━━ SOURCE RECORDS ━━

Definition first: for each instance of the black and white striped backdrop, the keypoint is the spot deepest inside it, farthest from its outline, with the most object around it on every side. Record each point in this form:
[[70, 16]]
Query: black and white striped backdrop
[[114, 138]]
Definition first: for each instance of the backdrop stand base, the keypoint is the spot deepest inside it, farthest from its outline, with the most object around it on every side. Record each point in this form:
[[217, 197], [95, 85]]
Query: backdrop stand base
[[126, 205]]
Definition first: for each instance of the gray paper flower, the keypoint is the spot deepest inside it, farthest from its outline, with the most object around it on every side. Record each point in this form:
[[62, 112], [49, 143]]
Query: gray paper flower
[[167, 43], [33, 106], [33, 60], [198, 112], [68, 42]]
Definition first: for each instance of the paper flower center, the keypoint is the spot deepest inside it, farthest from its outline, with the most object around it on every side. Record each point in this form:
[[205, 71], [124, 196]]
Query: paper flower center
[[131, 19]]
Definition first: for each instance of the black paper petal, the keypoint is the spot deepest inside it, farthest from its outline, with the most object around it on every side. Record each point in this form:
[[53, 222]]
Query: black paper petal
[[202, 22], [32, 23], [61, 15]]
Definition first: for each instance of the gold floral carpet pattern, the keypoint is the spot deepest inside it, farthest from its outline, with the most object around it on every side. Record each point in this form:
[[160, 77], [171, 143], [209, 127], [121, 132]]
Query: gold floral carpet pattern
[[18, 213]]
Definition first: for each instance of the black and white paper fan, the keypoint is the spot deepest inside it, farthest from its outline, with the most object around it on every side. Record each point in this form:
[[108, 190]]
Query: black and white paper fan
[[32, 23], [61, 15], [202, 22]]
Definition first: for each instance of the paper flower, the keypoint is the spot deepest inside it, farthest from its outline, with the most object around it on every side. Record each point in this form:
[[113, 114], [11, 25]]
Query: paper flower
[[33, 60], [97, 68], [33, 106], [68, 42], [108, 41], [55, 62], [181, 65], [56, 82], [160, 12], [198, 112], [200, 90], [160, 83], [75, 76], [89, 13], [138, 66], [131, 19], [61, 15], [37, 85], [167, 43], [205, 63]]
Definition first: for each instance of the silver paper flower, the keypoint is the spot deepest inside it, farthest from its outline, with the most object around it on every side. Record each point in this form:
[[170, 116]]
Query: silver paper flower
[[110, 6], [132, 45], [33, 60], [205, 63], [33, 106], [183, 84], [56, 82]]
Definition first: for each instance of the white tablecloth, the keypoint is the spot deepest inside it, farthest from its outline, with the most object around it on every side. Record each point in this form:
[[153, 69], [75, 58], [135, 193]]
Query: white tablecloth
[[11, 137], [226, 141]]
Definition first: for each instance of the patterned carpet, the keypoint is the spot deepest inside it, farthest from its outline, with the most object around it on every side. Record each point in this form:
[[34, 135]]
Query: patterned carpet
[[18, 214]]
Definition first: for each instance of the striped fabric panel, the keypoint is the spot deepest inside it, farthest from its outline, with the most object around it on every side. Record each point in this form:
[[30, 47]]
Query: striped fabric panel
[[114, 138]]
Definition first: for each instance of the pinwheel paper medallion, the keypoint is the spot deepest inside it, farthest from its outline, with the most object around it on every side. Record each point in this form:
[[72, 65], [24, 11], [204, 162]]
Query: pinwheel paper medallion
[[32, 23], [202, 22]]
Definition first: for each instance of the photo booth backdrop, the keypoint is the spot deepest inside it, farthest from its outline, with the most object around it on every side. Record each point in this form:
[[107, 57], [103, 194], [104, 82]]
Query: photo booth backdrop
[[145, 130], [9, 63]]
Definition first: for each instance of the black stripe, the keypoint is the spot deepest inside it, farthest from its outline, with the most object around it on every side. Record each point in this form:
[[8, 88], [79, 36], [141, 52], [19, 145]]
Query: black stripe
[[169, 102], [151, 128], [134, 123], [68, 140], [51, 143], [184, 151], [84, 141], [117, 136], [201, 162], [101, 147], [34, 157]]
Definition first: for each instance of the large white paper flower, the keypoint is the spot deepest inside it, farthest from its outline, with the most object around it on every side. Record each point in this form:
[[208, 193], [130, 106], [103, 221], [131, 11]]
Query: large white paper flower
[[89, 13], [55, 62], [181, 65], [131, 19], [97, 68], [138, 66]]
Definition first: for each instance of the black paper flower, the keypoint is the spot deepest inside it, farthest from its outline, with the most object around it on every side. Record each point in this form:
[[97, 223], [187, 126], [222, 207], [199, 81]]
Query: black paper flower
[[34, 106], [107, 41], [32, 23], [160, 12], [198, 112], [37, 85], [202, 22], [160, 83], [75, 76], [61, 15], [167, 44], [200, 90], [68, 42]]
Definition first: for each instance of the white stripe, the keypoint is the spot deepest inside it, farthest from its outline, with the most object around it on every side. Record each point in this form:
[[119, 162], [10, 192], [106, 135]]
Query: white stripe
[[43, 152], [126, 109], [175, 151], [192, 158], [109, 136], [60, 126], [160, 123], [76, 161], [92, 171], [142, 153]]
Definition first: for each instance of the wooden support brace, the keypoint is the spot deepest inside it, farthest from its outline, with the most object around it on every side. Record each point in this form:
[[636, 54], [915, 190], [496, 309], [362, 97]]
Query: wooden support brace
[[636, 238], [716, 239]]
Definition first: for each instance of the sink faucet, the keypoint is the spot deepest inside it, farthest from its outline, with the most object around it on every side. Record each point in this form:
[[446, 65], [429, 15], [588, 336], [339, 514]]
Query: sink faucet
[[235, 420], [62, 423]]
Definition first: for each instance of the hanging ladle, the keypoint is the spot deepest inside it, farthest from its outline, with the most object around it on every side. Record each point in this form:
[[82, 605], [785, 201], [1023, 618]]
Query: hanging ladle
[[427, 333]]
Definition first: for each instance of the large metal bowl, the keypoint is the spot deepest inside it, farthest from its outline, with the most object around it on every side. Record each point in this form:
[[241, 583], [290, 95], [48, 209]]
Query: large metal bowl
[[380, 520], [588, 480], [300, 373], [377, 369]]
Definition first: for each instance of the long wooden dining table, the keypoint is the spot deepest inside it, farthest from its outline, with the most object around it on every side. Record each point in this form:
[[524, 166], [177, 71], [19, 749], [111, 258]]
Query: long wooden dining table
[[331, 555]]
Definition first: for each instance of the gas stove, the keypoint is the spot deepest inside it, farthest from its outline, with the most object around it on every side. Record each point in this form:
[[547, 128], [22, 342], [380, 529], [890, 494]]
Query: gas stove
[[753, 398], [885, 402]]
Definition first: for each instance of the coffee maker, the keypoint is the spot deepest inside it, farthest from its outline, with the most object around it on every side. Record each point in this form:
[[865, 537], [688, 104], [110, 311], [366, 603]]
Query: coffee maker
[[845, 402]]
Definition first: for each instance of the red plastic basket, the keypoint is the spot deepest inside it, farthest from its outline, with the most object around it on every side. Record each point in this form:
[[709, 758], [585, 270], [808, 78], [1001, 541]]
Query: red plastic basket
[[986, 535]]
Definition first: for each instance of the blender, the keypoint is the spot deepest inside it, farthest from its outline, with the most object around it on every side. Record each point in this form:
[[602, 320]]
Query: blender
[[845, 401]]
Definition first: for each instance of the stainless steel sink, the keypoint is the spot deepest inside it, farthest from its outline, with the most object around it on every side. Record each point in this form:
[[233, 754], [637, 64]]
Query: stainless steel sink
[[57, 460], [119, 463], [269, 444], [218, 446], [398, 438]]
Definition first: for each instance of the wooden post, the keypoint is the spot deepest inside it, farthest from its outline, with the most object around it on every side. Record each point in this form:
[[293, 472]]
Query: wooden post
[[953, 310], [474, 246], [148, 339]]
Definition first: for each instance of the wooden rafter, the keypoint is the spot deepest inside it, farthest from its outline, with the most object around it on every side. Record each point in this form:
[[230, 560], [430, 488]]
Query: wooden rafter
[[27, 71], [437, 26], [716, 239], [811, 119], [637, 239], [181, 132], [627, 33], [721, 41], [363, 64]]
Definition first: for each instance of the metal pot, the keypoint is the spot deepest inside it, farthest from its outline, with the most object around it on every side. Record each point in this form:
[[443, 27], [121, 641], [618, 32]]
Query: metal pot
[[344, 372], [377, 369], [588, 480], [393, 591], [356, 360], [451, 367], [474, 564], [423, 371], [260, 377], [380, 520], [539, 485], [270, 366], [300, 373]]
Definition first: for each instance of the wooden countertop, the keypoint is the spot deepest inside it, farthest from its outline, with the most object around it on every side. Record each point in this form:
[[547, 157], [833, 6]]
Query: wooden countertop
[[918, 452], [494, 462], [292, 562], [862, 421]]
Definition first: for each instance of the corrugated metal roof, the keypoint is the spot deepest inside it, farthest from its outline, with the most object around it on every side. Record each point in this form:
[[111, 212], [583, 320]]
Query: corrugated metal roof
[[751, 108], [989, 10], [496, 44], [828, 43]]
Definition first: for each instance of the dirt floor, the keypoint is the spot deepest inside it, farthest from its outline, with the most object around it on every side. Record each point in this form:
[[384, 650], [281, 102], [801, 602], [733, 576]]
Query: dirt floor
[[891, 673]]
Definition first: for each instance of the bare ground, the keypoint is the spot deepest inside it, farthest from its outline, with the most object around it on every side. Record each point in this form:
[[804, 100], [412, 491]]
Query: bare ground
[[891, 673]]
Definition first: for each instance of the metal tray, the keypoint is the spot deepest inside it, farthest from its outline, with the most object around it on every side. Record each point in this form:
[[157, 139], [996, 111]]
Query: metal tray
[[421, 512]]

━━━

- [TASK REQUIREMENTS]
Repeat only the stretch of lines that begins at the line containing "[[384, 650], [281, 102], [801, 602], [733, 576]]" and ends at the last line above, both included.

- [RESPONSE AREA]
[[384, 650], [281, 102], [801, 602], [733, 576]]
Query: dirt floor
[[891, 673]]
Definition first: for each instance of the bare ground, the keypoint is the spot deepest inside it, farthest from its outline, with the most object around it on every side. Record each point in this form:
[[804, 100], [412, 491]]
Query: bare ground
[[891, 673]]
Definition first: for each instance of the metal tray, the keypoint is the spot deepest inside it, farthest from its outline, with the most object around it on every side. Record each point in this form:
[[157, 139], [996, 111]]
Query: metal tray
[[421, 512]]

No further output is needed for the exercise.